Given exercise → Return the rows below word for word, beginning with their first line and continuing through the line that contains "[x, y] vertex", with both ends included.

Data shown →
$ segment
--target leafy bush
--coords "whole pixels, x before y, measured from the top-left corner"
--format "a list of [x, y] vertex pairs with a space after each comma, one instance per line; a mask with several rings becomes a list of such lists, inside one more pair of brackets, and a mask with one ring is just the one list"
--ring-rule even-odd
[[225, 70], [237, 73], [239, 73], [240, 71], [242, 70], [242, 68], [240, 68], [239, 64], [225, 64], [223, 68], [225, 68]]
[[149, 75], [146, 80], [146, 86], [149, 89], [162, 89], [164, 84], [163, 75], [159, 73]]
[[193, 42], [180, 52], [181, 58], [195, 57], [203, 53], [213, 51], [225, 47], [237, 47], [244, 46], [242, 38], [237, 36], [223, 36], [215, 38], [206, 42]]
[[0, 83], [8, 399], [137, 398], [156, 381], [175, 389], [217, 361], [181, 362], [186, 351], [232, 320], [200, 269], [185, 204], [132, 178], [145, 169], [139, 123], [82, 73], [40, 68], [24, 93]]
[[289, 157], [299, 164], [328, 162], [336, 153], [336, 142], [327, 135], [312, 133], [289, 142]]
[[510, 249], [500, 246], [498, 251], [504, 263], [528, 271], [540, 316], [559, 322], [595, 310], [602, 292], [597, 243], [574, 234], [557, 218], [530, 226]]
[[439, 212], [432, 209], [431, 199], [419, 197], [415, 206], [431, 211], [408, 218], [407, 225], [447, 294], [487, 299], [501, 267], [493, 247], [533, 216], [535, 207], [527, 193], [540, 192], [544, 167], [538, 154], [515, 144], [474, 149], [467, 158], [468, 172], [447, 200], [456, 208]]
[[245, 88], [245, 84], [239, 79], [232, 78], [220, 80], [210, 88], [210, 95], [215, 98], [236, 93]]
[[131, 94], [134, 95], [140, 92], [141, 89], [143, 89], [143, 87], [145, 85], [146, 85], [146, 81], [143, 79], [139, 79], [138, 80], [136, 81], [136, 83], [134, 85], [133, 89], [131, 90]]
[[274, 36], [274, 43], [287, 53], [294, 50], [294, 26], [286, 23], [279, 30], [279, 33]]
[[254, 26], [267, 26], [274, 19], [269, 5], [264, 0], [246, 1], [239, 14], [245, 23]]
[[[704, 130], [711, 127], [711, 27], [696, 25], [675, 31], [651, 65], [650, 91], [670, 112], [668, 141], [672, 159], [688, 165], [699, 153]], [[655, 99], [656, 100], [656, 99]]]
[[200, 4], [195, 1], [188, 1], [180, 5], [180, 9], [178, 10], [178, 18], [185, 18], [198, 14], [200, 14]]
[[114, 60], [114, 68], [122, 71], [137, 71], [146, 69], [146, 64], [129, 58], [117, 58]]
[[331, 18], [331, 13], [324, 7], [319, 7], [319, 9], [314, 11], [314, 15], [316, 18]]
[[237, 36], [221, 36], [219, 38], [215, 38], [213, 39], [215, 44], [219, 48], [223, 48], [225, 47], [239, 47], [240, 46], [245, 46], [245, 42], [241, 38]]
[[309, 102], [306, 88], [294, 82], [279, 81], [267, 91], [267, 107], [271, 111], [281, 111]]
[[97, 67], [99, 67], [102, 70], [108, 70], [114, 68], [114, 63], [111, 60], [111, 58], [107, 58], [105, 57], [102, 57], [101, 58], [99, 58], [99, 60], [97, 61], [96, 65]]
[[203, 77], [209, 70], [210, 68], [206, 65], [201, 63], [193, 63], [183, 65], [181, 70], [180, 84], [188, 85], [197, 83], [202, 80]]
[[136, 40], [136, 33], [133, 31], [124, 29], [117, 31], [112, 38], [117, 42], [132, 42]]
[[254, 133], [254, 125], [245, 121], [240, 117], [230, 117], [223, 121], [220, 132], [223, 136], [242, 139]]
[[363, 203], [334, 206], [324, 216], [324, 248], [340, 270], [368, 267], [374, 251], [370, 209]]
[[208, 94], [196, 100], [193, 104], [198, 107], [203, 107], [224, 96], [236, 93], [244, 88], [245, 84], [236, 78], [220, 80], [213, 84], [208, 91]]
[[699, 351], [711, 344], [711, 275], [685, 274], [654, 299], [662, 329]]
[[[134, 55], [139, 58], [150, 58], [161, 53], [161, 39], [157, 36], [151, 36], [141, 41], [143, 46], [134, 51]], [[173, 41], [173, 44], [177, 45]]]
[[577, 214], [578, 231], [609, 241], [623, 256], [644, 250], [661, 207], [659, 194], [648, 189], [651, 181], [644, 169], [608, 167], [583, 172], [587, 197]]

Result →
$ segment
--target leafy bush
--coords "whole pixels, x before y, measured from the top-left corner"
--format "a list of [x, y] vertex pairs with a space after each comma, one instance per line; a mask with several rings becomes a list of such lists, inside one more pair of brackets, and a mask with one ring is just the one list"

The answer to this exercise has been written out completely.